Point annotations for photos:
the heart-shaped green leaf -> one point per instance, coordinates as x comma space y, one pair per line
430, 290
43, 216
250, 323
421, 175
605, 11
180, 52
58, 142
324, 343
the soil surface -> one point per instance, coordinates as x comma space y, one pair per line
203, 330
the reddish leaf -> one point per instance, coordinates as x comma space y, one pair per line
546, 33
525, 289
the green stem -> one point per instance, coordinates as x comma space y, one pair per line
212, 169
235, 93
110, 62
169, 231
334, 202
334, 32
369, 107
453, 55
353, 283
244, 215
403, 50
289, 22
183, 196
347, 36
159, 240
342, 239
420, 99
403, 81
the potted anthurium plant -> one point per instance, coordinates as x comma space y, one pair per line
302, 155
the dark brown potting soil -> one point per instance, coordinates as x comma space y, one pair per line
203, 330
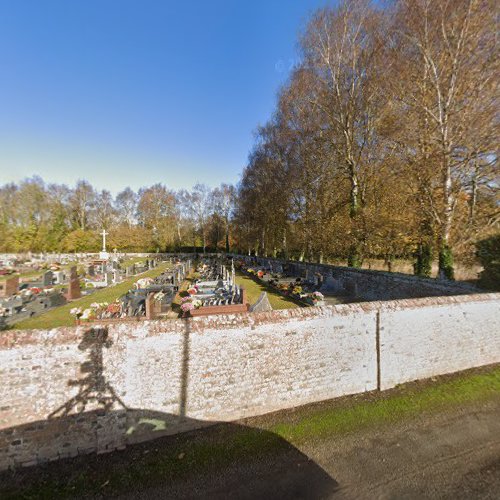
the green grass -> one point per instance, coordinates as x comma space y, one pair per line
33, 273
131, 262
403, 402
209, 451
254, 290
60, 316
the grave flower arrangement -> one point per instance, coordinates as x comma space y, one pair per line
317, 298
76, 312
186, 307
143, 283
114, 308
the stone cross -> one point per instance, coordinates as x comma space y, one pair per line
104, 234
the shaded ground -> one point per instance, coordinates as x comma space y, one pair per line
254, 290
432, 439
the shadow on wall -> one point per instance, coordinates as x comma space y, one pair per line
97, 421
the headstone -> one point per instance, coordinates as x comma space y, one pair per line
330, 285
103, 254
59, 277
74, 291
48, 278
9, 287
262, 304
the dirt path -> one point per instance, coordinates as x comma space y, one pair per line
441, 456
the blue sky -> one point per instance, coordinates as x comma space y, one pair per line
134, 92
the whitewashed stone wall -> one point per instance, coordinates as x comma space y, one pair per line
163, 377
419, 339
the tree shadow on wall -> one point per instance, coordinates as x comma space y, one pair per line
207, 460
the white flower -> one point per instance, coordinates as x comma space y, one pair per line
76, 311
87, 314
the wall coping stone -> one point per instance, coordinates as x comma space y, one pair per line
198, 325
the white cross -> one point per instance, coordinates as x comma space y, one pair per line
104, 234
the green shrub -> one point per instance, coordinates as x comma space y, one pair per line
488, 253
423, 263
446, 263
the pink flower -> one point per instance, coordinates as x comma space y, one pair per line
187, 306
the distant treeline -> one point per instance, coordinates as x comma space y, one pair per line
383, 143
51, 217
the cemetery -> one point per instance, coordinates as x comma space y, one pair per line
108, 287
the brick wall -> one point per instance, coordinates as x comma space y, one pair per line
71, 391
379, 285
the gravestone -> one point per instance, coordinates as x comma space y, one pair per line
59, 277
48, 278
108, 278
278, 268
262, 304
310, 278
74, 291
330, 285
9, 287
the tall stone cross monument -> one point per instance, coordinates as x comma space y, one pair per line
103, 254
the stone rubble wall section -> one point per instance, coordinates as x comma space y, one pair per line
163, 377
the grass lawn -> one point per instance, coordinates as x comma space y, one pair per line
211, 450
254, 290
33, 273
131, 262
60, 316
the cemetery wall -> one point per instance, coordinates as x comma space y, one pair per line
366, 284
77, 390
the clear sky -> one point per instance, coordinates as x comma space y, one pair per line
134, 92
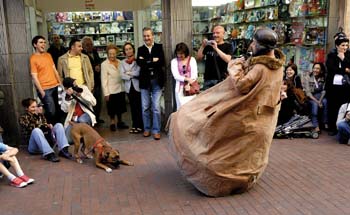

→ WRITTEN TASK: How many lines in the entries above contain the string "shadow"? Reply with the number alone.

→ SOLUTION TO THIS EXERCISE: 2